[Enunciado 1]: Apresente em tabela Markdown, com as colunas "Nº" e "Linha", todas as linhas das entradas desde a que contém "[ ] locate the blue petrol can" até o fim das entradas, sem as linhas em branco.

══ Trecho

O Jornalismo profissional sobrevive

 

A desmoralização da imprensa profissional foi uma bandeira de campanha do então candidato Jair Bolsonaro em 2018 e se tornou uma política informal de governo após sua posse como presidente da República. Se é verdade que a vida de jornalistas que cobrem o exercício do poder nunca foi cômoda, não há precedentes para o que aconteceu no País nos últimos quatro anos desde pelo menos o fim da ditadura militar.

Quando não o fez pessoalmente, Bolsonaro açulou seus ministros, auxiliares e apoiadores mais radicalizados para ameaçar e agredir jornalistas. Como chefe de governo, o presidente dificultou tanto quanto pôde o exercício da liberdade de imprensa assegurada pela Constituição, seja banalizando a edição de decretos de sigilo, seja autorizando que órgãos da administração federal se esquivassem de determinações da Lei de Acesso à Informação.

════

[Enunciado 2]: Dê sequência ao trecho sobre os ataques à imprensa profissional no governo Bolsonaro.

══ Entradas fornecidas

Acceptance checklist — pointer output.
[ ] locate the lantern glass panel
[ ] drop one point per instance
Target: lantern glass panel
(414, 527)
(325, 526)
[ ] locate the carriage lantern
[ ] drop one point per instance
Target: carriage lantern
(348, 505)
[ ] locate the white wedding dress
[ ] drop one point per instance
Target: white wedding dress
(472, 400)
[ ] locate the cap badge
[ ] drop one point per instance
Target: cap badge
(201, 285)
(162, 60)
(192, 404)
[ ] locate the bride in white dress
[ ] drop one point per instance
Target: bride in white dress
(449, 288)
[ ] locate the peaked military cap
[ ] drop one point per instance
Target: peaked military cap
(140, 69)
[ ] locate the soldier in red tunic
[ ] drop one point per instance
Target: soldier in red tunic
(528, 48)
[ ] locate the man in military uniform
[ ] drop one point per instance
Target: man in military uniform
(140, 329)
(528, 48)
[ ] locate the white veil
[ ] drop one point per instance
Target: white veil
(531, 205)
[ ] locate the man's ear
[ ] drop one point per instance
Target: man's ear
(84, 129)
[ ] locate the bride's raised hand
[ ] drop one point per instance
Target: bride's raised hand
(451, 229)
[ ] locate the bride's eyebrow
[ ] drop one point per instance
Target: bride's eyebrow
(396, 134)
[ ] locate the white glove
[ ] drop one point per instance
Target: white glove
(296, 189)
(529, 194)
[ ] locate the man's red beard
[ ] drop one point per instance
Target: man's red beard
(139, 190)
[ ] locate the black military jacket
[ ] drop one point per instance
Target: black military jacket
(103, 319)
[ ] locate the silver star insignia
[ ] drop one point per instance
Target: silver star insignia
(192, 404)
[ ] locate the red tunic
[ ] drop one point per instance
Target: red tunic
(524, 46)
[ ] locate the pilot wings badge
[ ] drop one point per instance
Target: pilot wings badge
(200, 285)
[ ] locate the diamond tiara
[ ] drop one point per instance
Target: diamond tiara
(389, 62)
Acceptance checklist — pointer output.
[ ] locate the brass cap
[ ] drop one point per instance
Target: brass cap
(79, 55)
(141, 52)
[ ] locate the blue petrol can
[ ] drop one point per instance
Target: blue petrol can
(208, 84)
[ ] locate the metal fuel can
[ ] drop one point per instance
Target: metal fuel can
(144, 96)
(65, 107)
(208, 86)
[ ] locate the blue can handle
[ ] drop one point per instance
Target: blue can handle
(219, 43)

════

[Resposta 1]:
| Nº | Linha |
|---|---|
| 1 | [ ] locate the blue petrol can |
| 2 | [ ] drop one point per instance |
| 3 | Target: blue petrol can |
| 4 | (208, 84) |
| 5 | [ ] locate the metal fuel can |
| 6 | [ ] drop one point per instance |
| 7 | Target: metal fuel can |
| 8 | (144, 96) |
| 9 | (65, 107) |
| 10 | (208, 86) |
| 11 | [ ] locate the blue can handle |
| 12 | [ ] drop one point per instance |
| 13 | Target: blue can handle |
| 14 | (219, 43) |

[Resposta 2]:
Durante o governo Bolsonaro, os ataques a jornalistas e à liberdade de imprensa atingiram escala inaudita. A Associação Nacional de Jornais (ANJ) bem destacou há poucos dias, durante a cerimônia de entrega do Prêmio ANJ de Liberdade de Imprensa 2022, que nos últimos quatro anos aumentaram os processos judiciais contra jornalistas por supostos crimes cometidos contra a honra. Trata-se de mais uma forma de constranger o livre exercício de uma profissão que, nunca é demais lembrar, é protegida pela Constituição, regulamentada por lei e orientada por um código de ética muito rigoroso.

A bem da verdade, essa sórdida campanha para desacreditar o trabalho da imprensa – e, assim, minar a confiança dos cidadãos no trabalho dos jornalistas como forma de turvar a compreensão da realidade – não é um problema exclusivo da sociedade brasileira. Diversos países têm lidado com um dos grandes desafios da atual quadra do século 21: o restabelecimento de um consenso social mínimo acerca do que seja fato. A peculiaridade do caso brasileiro é que Bolsonaro, como chefe de Estado e de governo, pôs-se a liderar essa cruzada contra a imprensa profissional enquanto guardiã da verdade factual.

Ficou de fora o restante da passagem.